Entries from a collection:
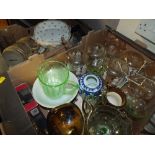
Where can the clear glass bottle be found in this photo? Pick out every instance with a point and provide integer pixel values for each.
(76, 64)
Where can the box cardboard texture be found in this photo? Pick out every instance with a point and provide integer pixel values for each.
(26, 72)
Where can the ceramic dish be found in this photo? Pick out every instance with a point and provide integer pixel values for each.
(50, 33)
(90, 84)
(46, 101)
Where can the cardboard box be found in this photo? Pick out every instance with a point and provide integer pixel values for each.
(26, 71)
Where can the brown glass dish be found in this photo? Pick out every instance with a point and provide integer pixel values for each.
(66, 119)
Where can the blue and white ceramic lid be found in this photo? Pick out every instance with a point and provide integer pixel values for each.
(90, 84)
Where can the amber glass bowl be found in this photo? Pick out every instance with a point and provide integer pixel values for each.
(66, 119)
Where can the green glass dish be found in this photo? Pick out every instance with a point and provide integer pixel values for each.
(54, 79)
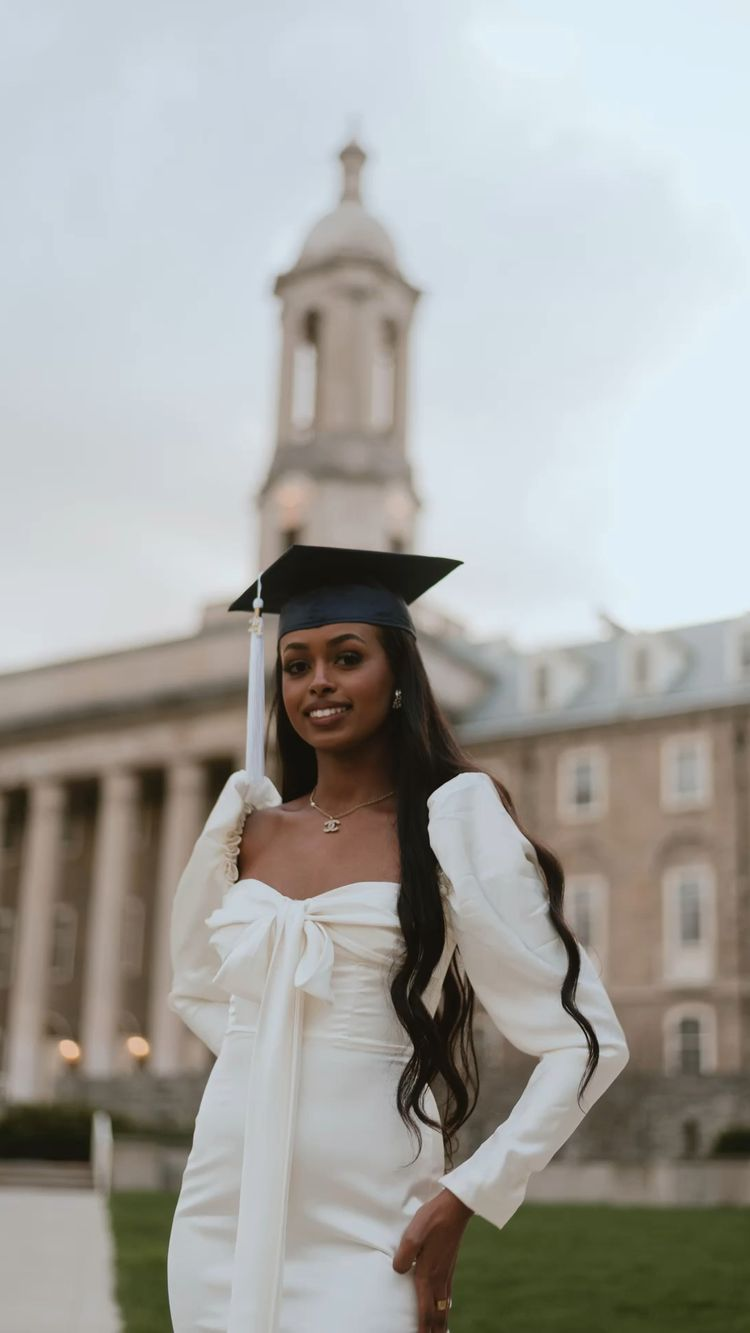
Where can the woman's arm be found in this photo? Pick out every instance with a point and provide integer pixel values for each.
(516, 963)
(201, 1004)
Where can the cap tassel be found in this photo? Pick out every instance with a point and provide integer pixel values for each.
(255, 759)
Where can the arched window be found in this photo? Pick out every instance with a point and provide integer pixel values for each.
(382, 389)
(689, 924)
(305, 373)
(132, 939)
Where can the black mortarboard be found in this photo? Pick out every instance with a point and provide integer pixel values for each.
(320, 585)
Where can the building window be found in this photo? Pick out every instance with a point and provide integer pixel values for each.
(72, 833)
(641, 668)
(382, 388)
(686, 771)
(585, 904)
(689, 923)
(690, 1039)
(64, 929)
(541, 683)
(581, 785)
(7, 931)
(132, 937)
(305, 373)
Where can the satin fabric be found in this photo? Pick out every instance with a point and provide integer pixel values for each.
(301, 1179)
(299, 1184)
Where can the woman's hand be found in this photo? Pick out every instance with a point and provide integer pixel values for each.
(433, 1237)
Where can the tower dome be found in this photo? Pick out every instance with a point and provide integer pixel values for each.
(349, 231)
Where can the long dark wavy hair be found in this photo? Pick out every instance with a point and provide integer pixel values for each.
(429, 755)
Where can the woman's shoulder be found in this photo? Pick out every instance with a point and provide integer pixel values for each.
(461, 789)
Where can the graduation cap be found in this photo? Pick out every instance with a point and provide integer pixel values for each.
(320, 585)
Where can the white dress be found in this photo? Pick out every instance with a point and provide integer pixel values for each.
(300, 1180)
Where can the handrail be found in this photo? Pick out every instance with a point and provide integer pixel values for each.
(101, 1152)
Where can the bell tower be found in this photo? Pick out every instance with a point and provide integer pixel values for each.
(340, 472)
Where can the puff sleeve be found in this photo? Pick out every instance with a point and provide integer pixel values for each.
(201, 1004)
(516, 961)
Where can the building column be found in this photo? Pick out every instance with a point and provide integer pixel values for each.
(111, 879)
(37, 889)
(184, 816)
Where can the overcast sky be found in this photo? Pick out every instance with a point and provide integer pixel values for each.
(569, 185)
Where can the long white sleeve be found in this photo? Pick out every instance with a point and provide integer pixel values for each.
(516, 963)
(212, 868)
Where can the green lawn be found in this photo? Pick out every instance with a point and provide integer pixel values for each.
(553, 1269)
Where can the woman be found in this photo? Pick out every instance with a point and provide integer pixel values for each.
(335, 979)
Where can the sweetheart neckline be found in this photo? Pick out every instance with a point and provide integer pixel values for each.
(355, 884)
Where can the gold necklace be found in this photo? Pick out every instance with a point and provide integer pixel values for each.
(333, 821)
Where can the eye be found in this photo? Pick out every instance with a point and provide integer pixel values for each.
(347, 652)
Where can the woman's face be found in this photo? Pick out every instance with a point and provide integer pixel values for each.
(329, 665)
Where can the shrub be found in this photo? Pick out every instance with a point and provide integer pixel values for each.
(733, 1143)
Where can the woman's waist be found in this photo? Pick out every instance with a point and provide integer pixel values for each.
(340, 1024)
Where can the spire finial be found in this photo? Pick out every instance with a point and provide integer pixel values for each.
(352, 159)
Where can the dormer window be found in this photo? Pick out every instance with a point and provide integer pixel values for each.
(305, 373)
(581, 783)
(641, 667)
(382, 389)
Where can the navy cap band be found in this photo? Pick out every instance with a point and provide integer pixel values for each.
(329, 604)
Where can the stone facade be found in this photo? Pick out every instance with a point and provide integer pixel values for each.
(628, 756)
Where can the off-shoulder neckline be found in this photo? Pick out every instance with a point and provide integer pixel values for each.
(337, 888)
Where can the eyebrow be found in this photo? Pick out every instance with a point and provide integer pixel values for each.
(337, 639)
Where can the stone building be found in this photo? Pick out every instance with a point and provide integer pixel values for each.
(626, 755)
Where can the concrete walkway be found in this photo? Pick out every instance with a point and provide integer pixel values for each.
(56, 1263)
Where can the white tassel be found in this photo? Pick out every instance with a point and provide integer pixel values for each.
(255, 760)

* _Given instruction_: Please write out the whole listing again with "in this photo" swapped for "in this image" everywhere it occurs and nothing else changed. Leave the pictures out.

* _Result for this exercise_:
Where can the clear glass bottle be found in this image? Pick out every instance with a point and provide integer pixel values for each.
(76, 64)
Where can the box cardboard texture be found in this image? Pick out every instance with a point and provide integer pixel values for each.
(26, 72)
Where can the ceramic dish be found in this image? Pick out every instance with a point and provide integer pixel values for each.
(50, 33)
(90, 84)
(46, 101)
Where can the cardboard box be found in this image? Pick out every instance with a point and provide integer pixel values for each.
(26, 71)
Where can the brown glass dish be found in this image? Pick out every instance with a point and provide integer pixel values for each.
(66, 119)
Where can the blue and white ceramic lid be found in this image? Pick out every instance with a point and provide integer pixel values for each.
(90, 84)
Where can the amber glass bowl be found in this image? Pick out every instance with a point and provide integer pixel values for each.
(66, 119)
Where can the green glass dish be found in this image? Pick out every instance with a point and provide integer pixel values for each.
(54, 79)
Where can the woman's arm be found in this image? Pick out every instance with a point and provide integer pixel values for each.
(516, 963)
(201, 1004)
Where can the cap tassel be found in this image? Pick out every instance with a point and provide integer pixel values for each.
(255, 759)
Where can the arched window be found in this image? Pick out every instance with a point and provide integer pixel values for each.
(382, 389)
(689, 924)
(305, 373)
(132, 939)
Where can the black mortarboard be found in this image? Pick out every instance with a point and provide integer pixel values for each.
(320, 585)
Where can the building window be found in this image? Pick out every instance with a point and provide integer pixel values for each.
(72, 833)
(641, 668)
(382, 388)
(686, 771)
(585, 904)
(689, 923)
(690, 1039)
(64, 929)
(541, 683)
(581, 785)
(7, 931)
(132, 937)
(305, 373)
Where can the satin fabric be found in this image? Pick out every instance with a point and provide integer pixel values for each.
(301, 1179)
(299, 1184)
Where can the woman's hand be found in this image? Pick out every instance with a point and provide integer pixel values for each.
(433, 1237)
Where can the tower dome be found in this image? Pick out every instance with a point and provide integer pixel values for each.
(349, 231)
Where can the long dark wavy hair be found in this image? Pick out every instance with a point and provide integer pixel values for each.
(429, 755)
Where can the woman's shoulder be found in this image? Pick out every instance with a point and provide integer pixel values for each.
(461, 789)
Where can the graduation cap be found in this image? Pick out every instance with a point and provide integer pixel values for each.
(320, 585)
Where can the white dress be found in this image? Pick out every instance with a point and provide integer pixel values for each.
(300, 1180)
Where can the handrail be found in this image? Pick out every instance with a point and provide integer pixel values for each.
(101, 1152)
Where can the bell tower be found in this image? Pick out every instance with a point and provide integer pixel values for each.
(340, 472)
Where can the puff sleeve be found in this image? Pick out every instance with a point and provide integer pixel values for each.
(201, 1004)
(516, 961)
Where can the building column be found in this image? Pick out every instance with a point and provide integer pixel values for each.
(111, 879)
(37, 889)
(184, 816)
Where can the overcast sky be found in this image? Pick out every instance with a point and provide integer pixel values for each.
(569, 185)
Where can the long white sleeve be found in this image? Pick out every instance with a point and provide integer pixel values for each.
(516, 963)
(212, 868)
Where can the green lawn be found in this image? Pick out every instance with a point and provide integer pixel values for each.
(553, 1269)
Where can the woman be found in this image? Pick out every instance with a point and provide integer pixel values for each.
(335, 979)
Where can the sweetheart neckline be found in this image? Pick out every instance with a point and provide integer pixel values for each.
(355, 884)
Where can the gold necklace be found in this image? Pick out every instance with a point and provide integer pixel values for each.
(333, 821)
Where can the eye be found in this image? Pick out every instance with a point and provide integer pixel values for each.
(347, 652)
Where can the woman's face be found in this image? Pick out every instance with a point and provide integer pixel values for each.
(329, 665)
Where can the shrub be found in this image? Pick out every instance with a point and provide integer pixel values for each.
(733, 1143)
Where can the woman's waist be found in this image? Pick out every instance with a point and provide integer pixel values for each.
(340, 1024)
Where can the spire finial be found in this image? Pick out every instance with a point and provide integer pixel values for each.
(352, 159)
Where can the dormer window be found in this image? Pick out every instance with a point and provide integer pixel values for each.
(305, 373)
(581, 783)
(641, 667)
(382, 389)
Where can the navy cap band be found in this image? Pick out every instance with a point and provide integer pixel values for each.
(329, 604)
Where can the stone facade be found in this image? Pick out every instance with a point and provide integer pixel values for each.
(628, 756)
Where can the off-shoulder neckline be found in this image? Pick out every instance with a point and provide integer pixel values for each.
(337, 888)
Where can the eyebrow be found in this image? Pick out every instance with a point and provide integer pixel values for each.
(337, 639)
Where can the stone building be found in this image? Pick out every instance with a point and provide integer pixel values for each.
(626, 755)
Where can the concrete walkway be found in this image? Pick out every instance with a point and provide integer pixel values for each.
(56, 1263)
Where can the white tassel be found in this image? Pick out every instance with a point and provide integer pixel values for each.
(255, 760)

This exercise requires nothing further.